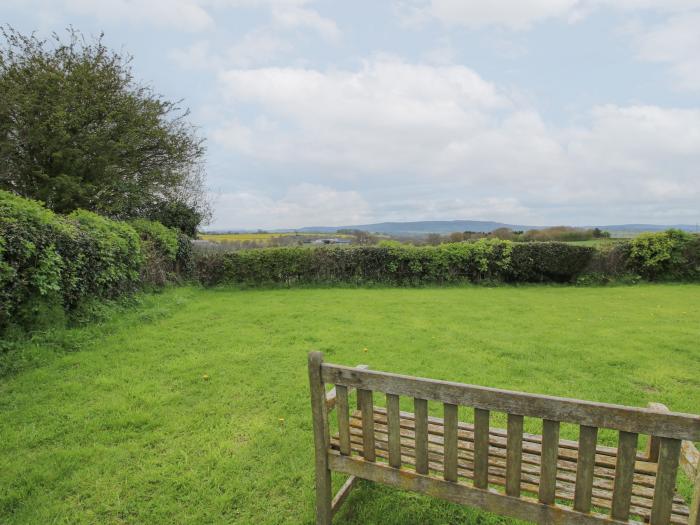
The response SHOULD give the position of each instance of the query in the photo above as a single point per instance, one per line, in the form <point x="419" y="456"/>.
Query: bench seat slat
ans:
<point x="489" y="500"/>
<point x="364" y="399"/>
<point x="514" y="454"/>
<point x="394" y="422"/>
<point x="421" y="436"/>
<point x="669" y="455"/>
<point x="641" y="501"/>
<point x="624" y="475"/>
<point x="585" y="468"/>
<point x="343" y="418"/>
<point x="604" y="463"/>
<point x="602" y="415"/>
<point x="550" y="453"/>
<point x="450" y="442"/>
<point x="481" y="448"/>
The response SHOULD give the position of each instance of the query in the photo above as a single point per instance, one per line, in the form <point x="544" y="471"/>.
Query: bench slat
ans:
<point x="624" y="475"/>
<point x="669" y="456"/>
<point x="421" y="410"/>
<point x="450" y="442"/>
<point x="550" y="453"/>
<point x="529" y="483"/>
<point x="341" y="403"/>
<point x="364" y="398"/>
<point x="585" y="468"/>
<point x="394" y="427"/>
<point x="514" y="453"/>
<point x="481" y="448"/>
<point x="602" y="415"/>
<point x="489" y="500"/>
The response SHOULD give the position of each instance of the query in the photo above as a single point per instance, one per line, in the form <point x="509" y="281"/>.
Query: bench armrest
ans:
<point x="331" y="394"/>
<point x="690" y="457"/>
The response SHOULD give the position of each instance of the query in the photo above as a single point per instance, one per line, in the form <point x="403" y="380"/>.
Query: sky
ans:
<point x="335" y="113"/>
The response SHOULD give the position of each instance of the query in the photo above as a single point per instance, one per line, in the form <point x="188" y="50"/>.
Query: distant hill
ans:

::::::

What the task asks
Lines, not occurrences, are what count: report how many lines of the records above include the word "slat", and nothing else.

Solved problem
2